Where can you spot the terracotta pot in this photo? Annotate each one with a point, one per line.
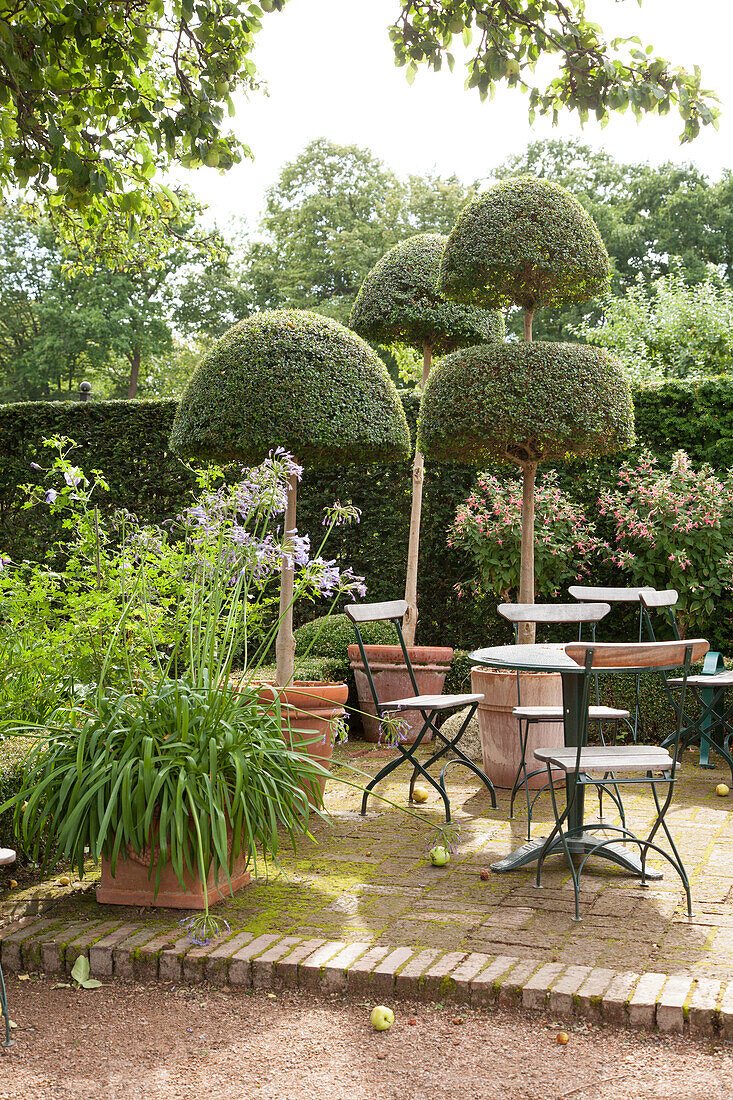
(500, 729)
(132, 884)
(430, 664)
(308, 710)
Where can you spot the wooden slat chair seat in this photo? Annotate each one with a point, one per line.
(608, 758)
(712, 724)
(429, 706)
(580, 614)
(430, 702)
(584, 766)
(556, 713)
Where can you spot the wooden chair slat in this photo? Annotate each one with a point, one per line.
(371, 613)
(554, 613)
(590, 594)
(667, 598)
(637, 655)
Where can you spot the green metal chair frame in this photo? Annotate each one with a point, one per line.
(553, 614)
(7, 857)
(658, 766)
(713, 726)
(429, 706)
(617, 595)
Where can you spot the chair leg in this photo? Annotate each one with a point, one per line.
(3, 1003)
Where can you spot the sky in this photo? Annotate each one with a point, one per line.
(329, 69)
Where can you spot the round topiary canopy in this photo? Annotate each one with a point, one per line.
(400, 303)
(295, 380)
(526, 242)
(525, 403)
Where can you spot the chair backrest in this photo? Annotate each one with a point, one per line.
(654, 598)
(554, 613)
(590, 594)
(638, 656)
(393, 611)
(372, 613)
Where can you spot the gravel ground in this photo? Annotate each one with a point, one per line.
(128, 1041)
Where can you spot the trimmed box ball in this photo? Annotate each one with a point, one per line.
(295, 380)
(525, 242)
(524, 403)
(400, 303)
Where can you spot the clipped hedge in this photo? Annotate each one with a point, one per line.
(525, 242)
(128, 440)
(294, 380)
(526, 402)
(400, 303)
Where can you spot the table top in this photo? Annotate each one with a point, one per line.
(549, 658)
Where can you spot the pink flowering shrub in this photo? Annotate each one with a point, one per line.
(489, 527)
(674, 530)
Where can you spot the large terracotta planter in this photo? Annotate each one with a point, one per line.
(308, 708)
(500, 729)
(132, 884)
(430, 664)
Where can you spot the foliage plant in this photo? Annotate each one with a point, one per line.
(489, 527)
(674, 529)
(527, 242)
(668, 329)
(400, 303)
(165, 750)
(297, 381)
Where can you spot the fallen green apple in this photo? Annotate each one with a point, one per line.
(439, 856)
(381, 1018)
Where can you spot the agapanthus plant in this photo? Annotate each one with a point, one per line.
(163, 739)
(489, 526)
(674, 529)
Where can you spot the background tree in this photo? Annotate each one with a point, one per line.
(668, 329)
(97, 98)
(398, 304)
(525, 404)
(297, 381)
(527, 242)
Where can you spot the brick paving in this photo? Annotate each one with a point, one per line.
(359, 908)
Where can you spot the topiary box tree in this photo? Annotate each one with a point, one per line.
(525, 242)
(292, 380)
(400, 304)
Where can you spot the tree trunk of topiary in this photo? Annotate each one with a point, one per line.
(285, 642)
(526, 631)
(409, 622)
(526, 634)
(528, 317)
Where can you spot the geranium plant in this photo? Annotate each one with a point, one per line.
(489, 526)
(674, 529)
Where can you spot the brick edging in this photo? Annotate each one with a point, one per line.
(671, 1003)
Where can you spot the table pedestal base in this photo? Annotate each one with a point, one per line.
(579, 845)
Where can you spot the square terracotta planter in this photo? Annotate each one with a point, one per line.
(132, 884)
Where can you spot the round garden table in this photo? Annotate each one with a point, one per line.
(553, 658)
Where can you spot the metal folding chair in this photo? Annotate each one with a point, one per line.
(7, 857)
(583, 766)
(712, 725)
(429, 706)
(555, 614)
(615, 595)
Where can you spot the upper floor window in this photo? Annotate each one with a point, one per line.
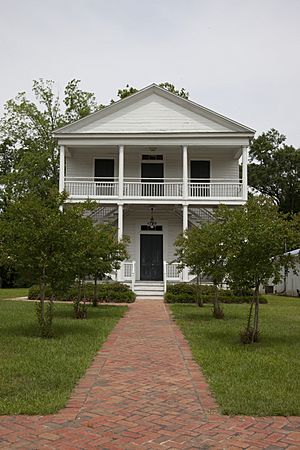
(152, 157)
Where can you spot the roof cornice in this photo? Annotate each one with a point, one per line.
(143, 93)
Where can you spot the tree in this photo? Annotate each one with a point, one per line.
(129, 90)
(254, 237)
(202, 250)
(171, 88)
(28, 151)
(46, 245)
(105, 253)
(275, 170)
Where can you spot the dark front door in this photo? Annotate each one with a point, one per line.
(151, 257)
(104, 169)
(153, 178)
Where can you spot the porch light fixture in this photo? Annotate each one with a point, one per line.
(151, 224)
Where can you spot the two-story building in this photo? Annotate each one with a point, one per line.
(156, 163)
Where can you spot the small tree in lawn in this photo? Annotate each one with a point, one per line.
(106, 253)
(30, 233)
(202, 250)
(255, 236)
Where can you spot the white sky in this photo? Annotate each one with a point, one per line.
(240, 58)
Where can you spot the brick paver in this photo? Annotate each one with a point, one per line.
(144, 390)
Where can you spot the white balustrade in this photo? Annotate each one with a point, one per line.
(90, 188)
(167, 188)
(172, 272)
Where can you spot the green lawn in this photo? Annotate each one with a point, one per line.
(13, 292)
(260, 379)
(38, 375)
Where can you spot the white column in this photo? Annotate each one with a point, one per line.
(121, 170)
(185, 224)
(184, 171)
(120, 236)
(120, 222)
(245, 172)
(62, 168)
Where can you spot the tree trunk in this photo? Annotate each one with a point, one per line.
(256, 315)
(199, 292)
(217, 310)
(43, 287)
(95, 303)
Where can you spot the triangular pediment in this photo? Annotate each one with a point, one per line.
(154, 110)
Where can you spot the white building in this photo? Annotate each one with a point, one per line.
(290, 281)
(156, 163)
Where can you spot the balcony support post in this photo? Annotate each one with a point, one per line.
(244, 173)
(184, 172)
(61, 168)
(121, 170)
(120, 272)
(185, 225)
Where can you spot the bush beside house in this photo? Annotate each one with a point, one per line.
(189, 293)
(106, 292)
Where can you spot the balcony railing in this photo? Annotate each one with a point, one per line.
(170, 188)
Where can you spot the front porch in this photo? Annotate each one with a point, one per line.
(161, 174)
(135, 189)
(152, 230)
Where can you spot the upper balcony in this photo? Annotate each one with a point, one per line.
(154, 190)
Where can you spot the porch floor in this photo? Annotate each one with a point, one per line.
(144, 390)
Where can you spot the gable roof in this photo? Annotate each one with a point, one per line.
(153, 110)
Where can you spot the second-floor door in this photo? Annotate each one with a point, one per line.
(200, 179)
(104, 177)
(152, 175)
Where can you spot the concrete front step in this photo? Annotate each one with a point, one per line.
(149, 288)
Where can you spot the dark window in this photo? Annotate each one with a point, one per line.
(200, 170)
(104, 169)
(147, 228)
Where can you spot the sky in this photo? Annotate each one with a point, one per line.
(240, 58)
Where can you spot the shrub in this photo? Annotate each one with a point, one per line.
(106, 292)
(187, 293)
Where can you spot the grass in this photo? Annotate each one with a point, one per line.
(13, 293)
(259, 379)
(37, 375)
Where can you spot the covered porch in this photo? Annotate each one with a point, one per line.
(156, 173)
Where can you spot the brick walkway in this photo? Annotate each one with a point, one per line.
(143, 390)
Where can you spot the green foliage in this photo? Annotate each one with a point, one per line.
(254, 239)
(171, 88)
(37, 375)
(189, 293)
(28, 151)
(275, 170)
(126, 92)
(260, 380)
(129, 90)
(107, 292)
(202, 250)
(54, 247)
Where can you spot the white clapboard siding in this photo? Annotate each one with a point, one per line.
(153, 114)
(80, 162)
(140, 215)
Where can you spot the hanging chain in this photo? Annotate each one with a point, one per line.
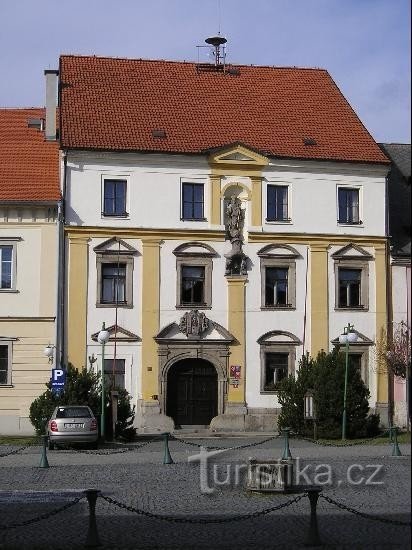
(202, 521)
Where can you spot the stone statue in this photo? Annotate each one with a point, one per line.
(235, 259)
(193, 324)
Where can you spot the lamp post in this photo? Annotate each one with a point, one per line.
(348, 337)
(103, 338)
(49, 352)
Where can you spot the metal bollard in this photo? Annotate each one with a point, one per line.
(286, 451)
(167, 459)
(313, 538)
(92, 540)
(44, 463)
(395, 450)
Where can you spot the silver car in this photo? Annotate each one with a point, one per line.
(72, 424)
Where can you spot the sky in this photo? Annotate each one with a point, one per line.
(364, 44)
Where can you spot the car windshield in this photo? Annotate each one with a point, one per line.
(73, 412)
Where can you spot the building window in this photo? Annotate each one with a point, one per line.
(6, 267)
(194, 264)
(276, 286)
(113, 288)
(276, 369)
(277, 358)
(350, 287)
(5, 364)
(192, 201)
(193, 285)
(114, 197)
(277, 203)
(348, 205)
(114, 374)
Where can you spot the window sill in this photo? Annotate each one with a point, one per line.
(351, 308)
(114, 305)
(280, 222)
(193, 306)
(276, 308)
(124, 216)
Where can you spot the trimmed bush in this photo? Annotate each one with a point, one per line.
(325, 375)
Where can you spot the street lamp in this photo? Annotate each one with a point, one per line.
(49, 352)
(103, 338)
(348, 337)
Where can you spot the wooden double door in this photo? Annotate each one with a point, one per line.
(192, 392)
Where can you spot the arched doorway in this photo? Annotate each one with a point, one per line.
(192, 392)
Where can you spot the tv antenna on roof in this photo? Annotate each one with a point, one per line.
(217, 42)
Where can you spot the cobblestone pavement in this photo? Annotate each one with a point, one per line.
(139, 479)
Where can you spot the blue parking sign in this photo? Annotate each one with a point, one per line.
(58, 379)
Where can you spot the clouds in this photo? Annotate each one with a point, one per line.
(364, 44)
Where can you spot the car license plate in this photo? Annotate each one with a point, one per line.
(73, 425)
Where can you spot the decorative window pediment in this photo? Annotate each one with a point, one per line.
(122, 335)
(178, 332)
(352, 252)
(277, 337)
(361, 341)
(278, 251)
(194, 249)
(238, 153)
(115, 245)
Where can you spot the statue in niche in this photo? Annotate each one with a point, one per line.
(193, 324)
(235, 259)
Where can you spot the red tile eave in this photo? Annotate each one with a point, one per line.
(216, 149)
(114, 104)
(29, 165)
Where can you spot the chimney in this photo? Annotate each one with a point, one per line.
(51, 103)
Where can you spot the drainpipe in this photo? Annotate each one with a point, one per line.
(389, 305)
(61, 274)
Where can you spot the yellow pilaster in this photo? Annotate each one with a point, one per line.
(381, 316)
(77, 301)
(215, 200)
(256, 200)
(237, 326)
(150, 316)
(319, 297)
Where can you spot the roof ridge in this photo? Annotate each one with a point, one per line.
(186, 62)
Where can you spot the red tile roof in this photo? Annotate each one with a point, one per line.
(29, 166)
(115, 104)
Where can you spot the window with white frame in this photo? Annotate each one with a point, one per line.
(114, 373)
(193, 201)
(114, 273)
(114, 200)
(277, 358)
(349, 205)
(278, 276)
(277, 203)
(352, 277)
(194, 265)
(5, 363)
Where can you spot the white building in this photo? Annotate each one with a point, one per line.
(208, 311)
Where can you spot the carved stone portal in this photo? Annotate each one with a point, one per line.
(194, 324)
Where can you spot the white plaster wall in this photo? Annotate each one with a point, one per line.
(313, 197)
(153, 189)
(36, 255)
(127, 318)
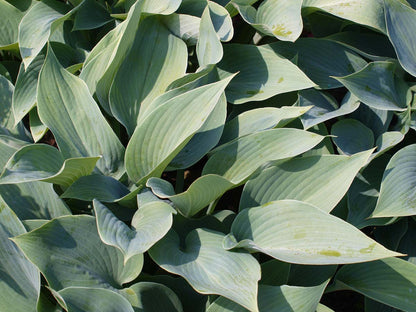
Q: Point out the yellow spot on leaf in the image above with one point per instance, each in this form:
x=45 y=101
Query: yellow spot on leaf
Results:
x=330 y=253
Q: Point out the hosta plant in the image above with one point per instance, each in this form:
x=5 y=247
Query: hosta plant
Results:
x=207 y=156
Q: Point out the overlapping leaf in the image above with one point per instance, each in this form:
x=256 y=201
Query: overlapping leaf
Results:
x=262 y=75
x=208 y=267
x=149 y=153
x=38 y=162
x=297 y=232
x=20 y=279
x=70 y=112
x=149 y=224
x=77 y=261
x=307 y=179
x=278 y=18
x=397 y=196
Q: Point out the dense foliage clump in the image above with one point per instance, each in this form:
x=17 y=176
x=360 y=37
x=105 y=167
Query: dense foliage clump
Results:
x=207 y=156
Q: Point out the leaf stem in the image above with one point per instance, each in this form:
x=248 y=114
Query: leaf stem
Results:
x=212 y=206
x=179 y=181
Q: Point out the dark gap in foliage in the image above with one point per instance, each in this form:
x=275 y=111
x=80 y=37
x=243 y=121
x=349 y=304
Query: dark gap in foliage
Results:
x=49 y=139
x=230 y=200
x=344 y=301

WRITTEN REQUEST: Retype exactly, and only, the lines from the one containing "Where can you spot the drainpipe" through the end of the material, leaving aside every picture.

RESPONSE:
Where can you spot the drainpipe in this photo? Annotate each one with a point, one per line.
(389, 305)
(61, 274)
Where can you spot the yellow pilaster in this photo? Annotate each one with a point, one per line.
(381, 316)
(77, 301)
(215, 200)
(256, 200)
(237, 326)
(150, 316)
(319, 297)
Where can you spot the roof ridge in this photo? Annotate each one with a point, one per line.
(186, 62)
Where can you spot the red tile roof in this photo? Annotate each one with a point, one per line.
(29, 166)
(115, 104)
Where can you spot the window with white frame in this photo? Annotate each one with a point, one per line.
(114, 373)
(193, 201)
(114, 273)
(114, 200)
(277, 358)
(349, 205)
(278, 276)
(277, 203)
(352, 277)
(194, 265)
(5, 363)
Where can you spot the white building in this photo? Annotate each one with a point, one per line.
(208, 311)
Where can you spot the carved stone portal in this photo? Annotate each one with a point, one per line.
(194, 324)
Where can you spot the white plaster wall in this photo? Annotate each one with a point, one per line.
(313, 197)
(153, 189)
(36, 255)
(127, 318)
Q: Point out the yellow spot on leaf in the image above with one point per instance, each in this form:
x=45 y=101
Query: yellow spot on leaf
Results:
x=330 y=253
Q: Point out the hosta plant in the image above with one point per instance, each in this form:
x=5 y=247
Query: hosta plant
Results:
x=207 y=156
Q: Point out the overlapping leaf in the image above with one point per instance, each in this form:
x=256 y=201
Query: overlapping leaf
Results:
x=262 y=75
x=208 y=267
x=149 y=153
x=38 y=162
x=297 y=232
x=20 y=279
x=70 y=112
x=149 y=224
x=77 y=261
x=307 y=179
x=278 y=18
x=397 y=196
Q: Point out the dense foliage clump in the image above with one point per instance, each in this form:
x=17 y=176
x=360 y=37
x=105 y=167
Query: dense foliage clump
Results:
x=207 y=156
Q: Point out the leaf stem in the image above with one point per instance, each in this form:
x=248 y=114
Query: leaf stem
Results:
x=212 y=206
x=179 y=181
Q: Point out the dark gap in foliage in the image above with one point per instance, each in this form:
x=275 y=111
x=80 y=37
x=243 y=121
x=349 y=304
Query: dark gap in foliage
Results:
x=49 y=139
x=230 y=200
x=344 y=301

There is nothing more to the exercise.